- Exercise brief
Restate all entries word for word, minus pictures.
══════
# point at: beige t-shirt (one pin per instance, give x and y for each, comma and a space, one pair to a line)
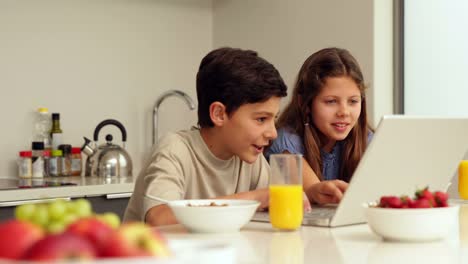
182, 167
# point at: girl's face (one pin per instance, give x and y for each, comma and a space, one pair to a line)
336, 109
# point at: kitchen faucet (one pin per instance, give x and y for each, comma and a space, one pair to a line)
161, 98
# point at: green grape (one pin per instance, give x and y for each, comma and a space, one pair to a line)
25, 211
40, 215
56, 227
82, 208
112, 219
69, 218
57, 209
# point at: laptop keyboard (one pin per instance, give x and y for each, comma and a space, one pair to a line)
316, 213
321, 212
══════
- Task output
# point at: beige t-shirt (one pin per instance, give x and y for each, comma and a space, one pair to a line)
182, 167
# point at: girl's face (one pin per instance, give x and y for each, comma and a space, one pair to a line)
336, 109
# point at: kitchen faucet (one pin per instance, give x and y for each, comma and a space, one pair to a line)
161, 98
# point at: green grape (one pin per instance, give x and y for each, comma and a space, one pair to a line)
25, 211
40, 215
56, 227
82, 208
112, 219
69, 218
57, 209
# point at: laptop keyboard (one pin per instance, give x and y for each, comma and a space, one pair to a line)
316, 213
321, 212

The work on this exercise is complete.